An exact, complete copy of the lines below is the expected answer.
** Data provided follows **
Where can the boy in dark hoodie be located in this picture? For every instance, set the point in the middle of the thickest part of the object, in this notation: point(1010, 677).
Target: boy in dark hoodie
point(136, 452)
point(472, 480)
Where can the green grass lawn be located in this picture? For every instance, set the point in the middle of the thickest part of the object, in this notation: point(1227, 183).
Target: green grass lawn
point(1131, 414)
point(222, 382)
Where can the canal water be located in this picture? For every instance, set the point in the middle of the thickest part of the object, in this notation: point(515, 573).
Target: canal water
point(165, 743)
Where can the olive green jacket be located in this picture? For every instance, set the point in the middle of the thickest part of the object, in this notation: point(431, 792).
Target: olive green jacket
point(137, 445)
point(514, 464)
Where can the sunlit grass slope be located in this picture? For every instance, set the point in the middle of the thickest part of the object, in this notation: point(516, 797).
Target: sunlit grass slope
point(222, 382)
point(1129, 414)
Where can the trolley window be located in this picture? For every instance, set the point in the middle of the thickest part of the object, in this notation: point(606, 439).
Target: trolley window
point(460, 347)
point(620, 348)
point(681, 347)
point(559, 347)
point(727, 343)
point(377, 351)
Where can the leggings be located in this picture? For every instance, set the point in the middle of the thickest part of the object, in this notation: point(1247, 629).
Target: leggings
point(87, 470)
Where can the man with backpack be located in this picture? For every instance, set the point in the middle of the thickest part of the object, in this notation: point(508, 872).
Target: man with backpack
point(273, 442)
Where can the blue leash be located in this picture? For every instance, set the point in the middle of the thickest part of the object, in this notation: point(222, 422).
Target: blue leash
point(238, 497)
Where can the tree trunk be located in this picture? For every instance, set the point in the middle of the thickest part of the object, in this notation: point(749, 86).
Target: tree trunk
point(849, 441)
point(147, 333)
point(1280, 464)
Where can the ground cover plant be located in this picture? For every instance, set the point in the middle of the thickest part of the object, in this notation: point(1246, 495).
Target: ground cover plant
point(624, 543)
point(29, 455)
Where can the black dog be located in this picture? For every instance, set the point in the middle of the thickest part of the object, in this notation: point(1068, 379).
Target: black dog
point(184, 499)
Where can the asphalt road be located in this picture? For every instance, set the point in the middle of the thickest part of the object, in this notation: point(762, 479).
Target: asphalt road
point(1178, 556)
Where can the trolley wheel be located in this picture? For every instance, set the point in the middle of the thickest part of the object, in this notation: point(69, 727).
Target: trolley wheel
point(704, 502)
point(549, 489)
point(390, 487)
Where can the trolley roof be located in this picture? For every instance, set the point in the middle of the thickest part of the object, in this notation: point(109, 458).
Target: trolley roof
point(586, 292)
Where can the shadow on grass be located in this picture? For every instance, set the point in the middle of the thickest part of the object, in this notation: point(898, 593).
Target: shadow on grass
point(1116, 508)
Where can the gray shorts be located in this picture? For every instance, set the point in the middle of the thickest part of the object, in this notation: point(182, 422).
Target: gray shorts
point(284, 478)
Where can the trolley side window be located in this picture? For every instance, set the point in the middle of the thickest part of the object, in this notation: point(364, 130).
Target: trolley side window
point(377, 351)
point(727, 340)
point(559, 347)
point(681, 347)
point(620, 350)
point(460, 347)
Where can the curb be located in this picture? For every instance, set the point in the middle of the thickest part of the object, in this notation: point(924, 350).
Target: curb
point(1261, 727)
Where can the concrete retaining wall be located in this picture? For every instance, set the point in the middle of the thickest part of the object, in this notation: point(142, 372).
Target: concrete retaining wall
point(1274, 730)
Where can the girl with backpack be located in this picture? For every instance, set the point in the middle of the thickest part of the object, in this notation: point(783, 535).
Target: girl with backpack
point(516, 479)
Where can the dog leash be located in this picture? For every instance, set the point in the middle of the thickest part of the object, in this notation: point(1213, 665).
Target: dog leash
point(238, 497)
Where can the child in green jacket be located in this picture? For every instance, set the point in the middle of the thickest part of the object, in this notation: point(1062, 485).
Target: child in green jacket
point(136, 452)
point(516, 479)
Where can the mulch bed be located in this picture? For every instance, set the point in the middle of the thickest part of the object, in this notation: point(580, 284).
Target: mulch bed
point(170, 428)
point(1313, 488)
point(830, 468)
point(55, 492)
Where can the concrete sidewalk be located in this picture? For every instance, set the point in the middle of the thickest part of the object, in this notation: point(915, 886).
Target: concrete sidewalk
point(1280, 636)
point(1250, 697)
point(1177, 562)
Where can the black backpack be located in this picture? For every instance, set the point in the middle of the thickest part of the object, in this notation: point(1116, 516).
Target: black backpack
** End of Data provided **
▶ _Exercise response_:
Where can the boy in dark hoodie be located in this picture? For every instance, set the point in the middle of the thickest part of the object, in this notation: point(1010, 677).
Target: boy in dark hoodie
point(136, 452)
point(472, 480)
Where can the green grass lawn be located in this picture? For every instance, set the point in the middle of the thickest part of the object, in this notation: point(1227, 183).
Target: green grass lawn
point(1131, 414)
point(222, 382)
Where can the canal water be located in this picture? For every instance, set the point in the middle of the thickest part of the object, in this notation: point(515, 573).
Target: canal water
point(165, 743)
Where can the olive green jacket be located in this picture? For every instance, set the point in the middle of the thickest part of the object, in this notation: point(431, 792).
Target: olive green jacket
point(137, 445)
point(514, 464)
Where can the sunlit grass slope be located in this picture? For every instance, set the point in the middle of the thickest part of the object, in this notation: point(516, 797).
Target: sunlit grass slope
point(222, 382)
point(1129, 414)
Where can the trolley window be located in this picture? For every instance, set the point in the middle of the thickest part of the object, in this notation: point(606, 439).
Target: trolley window
point(460, 347)
point(620, 348)
point(681, 347)
point(559, 347)
point(727, 343)
point(377, 351)
Where can the leggings be located in this picture? For every instance, set the point in the middle of the thickest part of the object, in this notation: point(1247, 629).
Target: leggings
point(87, 470)
Where can the man with backpack be located in this picture? For every instance, set the point in the middle of the thickest part of the object, in this notation: point(508, 872).
Target: man with backpack
point(273, 442)
Where can the blue leash be located in this picture? For every instance, set the point in the middle of the thickest part of the object, in this notation: point(222, 422).
Target: blue leash
point(238, 497)
Where can the tree trunk be located in this picture? For every instance, set the point in the middle of the thickest part of the object, in this notation: point(749, 86).
Target: tree trunk
point(849, 441)
point(147, 333)
point(1280, 464)
Where can the ground cover plant be located in this picture? For every instance, set the point in the middle of the thickest part of the object, in this notation: point(1246, 495).
Target: ground cover plant
point(624, 543)
point(29, 455)
Where can the black dog be located in this picture? For every instance, set the point in the middle of the thickest part of the object, in this notation: point(1068, 379).
Target: black dog
point(184, 499)
Where can the asphalt road be located in this picture? For every instance, set the point in the middle of the thickest part of the object, in this notation: point(762, 479).
Target: asphalt road
point(1178, 556)
Where can the trolley wheel be located in this picture? For every instance, set the point in the middle of the thickest part of the object, in this notation: point(69, 727).
Target: trolley wheel
point(704, 502)
point(549, 489)
point(390, 487)
Where can the trolley roof be located in this picture? For every instance, set the point in the middle of the thickest part of the object, in this notation: point(109, 458).
Target: trolley roof
point(586, 292)
Where can the shadow on grass be located in this picture? For every instance, set the point in the middle of the thickest part of the object, in this notation: point(898, 593).
Target: shadow on grass
point(1116, 508)
Where can the gray shorts be located in this picture? For every instance, set the point in the middle of the thickest part of the object, in this notation: point(182, 422).
Target: gray shorts
point(284, 478)
Where can the trolley side window be located in this picture? For every instance, set the point in the middle of the thickest part of the object, in this notation: point(364, 130).
Target: trolley side window
point(377, 351)
point(727, 340)
point(559, 347)
point(681, 347)
point(620, 350)
point(460, 347)
Where can the curb be located in this picture? For every instance, set the point in the middle of the thickest part of the object, in this notation: point(924, 350).
Target: curb
point(1261, 727)
Where can the concrete retaining wall be located in this picture? For every instance, set the point in the middle of the thickest part of the object, in this notation: point(142, 372).
Target: concrete retaining wall
point(1274, 730)
Where can the girl with backpack be located in this picture? For every instance, set the point in the middle of the thickest part of the object, in this notation: point(783, 535).
Target: girl with backpack
point(516, 479)
Where can the dog leash be located in this picture? For every instance, set the point in the middle of the thickest part of the object, in this notation: point(1213, 665).
Target: dog leash
point(238, 497)
Where can the child in green jacket be located in this picture? For every instance, set the point in the middle of the thickest part of the object, in this notation: point(1062, 485).
Target: child in green jacket
point(136, 452)
point(516, 479)
Where can the mulch bed be located in this picture? For every instance, set the point in the middle of the thickest part of the object, in this notation: point(580, 284).
Target: mulch bed
point(170, 428)
point(1313, 488)
point(830, 468)
point(55, 492)
Where can the concrete sidewalk be located in this picture? For every instance, set the point in the middle of the thickest part of the object, in this notation: point(915, 886).
Target: concrete sidewalk
point(1280, 636)
point(1250, 697)
point(1177, 562)
Where can the black backpack be located in this picture? For every instance, set the point in the middle of the thickest part of the object, in this notation: point(1116, 516).
Target: black backpack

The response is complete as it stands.